# TEXT SEGMENT

-=-=-

China has shut down dozens of illegal or unsanitary blood collection stations as part of its efforts to curb the spread of AIDS in the country.
State media say a special task force is inspecting blood collection stations across China. The task force has recently closed down 52 illegal centers.
The Chinese government has blamed poor practices at blood banks as one of the major causes of the AIDS epidemic in this country. Throughout the 1990s, many poor farmers in some villages sold their blood to blood banks. The banks pooled the blood of several people in to a single container, extracted the plasma needed for transfusions, and transfused the remaining mixed blood back in the donors.
This method allowed donors to rebuild their blood cells sooner, so they could sell blood more often. But it also gave the HIV virus that causes AIDS an easy route to spread rapidly.
The chief of the health and nutrition section of UNICEF office for China, Koen Vanormelingen, says the Chinese government, which for years denied the country had an AIDS problem, now is trying to prevent such disasters.
"I would say they have learned their lesson with regards to the transmission of HIV/AIDS through plasma donors and blood sale, and the government is very much aware about the issue and trying as much as possible to control it," said Mr. Vanormelingen.

-=-=-

# DATA SUPPLIED
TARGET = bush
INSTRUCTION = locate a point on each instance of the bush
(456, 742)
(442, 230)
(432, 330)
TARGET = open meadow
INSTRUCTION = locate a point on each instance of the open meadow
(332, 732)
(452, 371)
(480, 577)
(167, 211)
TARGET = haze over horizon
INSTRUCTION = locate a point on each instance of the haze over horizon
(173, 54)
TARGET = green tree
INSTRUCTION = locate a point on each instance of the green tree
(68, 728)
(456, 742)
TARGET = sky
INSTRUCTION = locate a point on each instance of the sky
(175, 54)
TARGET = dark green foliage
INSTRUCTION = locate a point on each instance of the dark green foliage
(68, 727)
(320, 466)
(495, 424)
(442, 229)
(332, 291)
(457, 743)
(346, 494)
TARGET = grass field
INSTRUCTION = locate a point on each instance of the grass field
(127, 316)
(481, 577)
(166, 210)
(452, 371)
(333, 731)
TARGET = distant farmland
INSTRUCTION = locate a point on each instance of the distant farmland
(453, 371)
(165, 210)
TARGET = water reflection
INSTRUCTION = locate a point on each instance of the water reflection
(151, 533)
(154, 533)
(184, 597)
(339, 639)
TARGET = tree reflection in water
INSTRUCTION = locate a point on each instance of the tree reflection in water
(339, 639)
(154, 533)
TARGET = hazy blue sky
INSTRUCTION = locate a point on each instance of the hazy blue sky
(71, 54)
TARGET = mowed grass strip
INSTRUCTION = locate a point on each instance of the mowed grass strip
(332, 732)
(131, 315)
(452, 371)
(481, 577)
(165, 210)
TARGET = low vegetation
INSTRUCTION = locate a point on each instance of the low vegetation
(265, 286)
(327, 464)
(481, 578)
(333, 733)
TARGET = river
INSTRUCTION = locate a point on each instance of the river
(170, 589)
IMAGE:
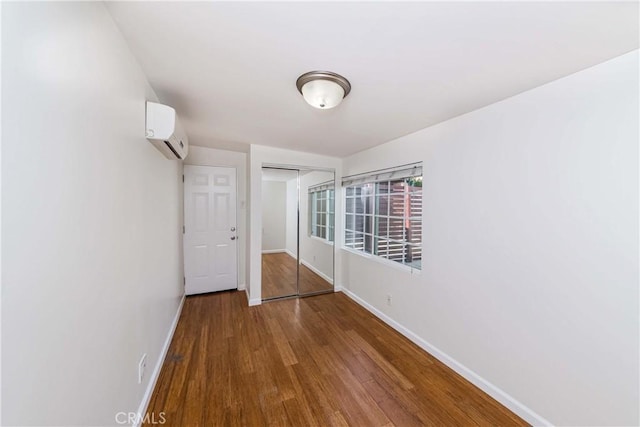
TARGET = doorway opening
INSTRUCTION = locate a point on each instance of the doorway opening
(298, 231)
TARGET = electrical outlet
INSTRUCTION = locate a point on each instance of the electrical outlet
(141, 367)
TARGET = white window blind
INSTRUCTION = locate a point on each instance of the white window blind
(391, 174)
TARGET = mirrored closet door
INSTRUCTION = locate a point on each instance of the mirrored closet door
(297, 232)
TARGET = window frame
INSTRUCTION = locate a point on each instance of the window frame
(321, 216)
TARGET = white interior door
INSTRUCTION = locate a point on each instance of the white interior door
(210, 233)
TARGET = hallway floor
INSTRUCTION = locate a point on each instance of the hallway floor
(314, 361)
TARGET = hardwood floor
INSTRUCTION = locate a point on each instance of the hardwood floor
(279, 277)
(315, 361)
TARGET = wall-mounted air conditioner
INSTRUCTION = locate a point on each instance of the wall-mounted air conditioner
(164, 131)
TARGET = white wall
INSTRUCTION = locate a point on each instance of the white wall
(530, 270)
(274, 216)
(203, 156)
(91, 211)
(292, 218)
(259, 156)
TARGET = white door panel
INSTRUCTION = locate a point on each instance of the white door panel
(210, 243)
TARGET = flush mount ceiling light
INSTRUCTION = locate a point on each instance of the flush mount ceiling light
(323, 89)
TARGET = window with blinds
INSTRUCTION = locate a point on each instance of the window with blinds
(383, 214)
(321, 211)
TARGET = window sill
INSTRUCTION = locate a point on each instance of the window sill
(385, 262)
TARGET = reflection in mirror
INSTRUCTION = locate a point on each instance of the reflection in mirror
(317, 208)
(279, 232)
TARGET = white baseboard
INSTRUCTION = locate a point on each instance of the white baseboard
(291, 254)
(315, 270)
(505, 399)
(142, 409)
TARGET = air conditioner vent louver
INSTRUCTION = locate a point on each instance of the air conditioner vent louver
(164, 131)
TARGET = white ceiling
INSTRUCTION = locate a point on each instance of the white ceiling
(229, 68)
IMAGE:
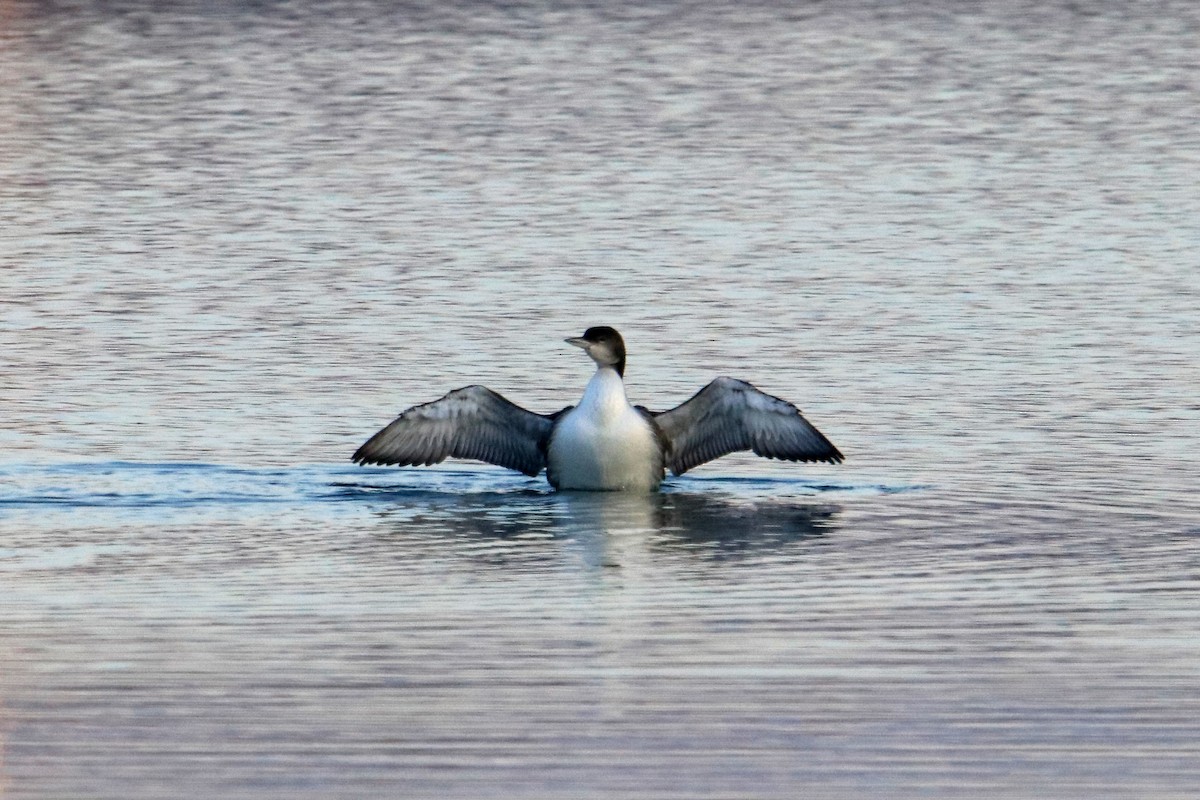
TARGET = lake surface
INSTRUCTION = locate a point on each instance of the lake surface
(237, 239)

-=-=-

# WHAT TO DO
a) List the steps that the blood banks in the article on China's blood collection stations carried out with the donated blood, in the order given.
b) Take the article on China's blood collection stations further, starting after its final quotation.

# WRITTEN RESPONSES
a)
1. Pooling the blood of several people in a single container
2. Extracting the plasma needed for transfusions
3. Transfusing the remaining mixed blood back into the donors

b)
Since 1998, when a new law banned using blood from paid donations, China has suffered a shortage of blood.
"The supply of the official blood is not sufficient at this moment because they are changing the law with regards with blood donation," Koen Vanormelingen explained. "Now the Red Cross and other facilities are dependent on voluntary donation."
The Chinese government has run publicity campaigns in the past few years to encourage voluntary blood donation, but so far, they have not helped close the gap between supply and demand.
China says it has an estimated 840,000 HIV/AIDS patients, of which around 20 percent are believed to have been infected through unsanitary blood collection.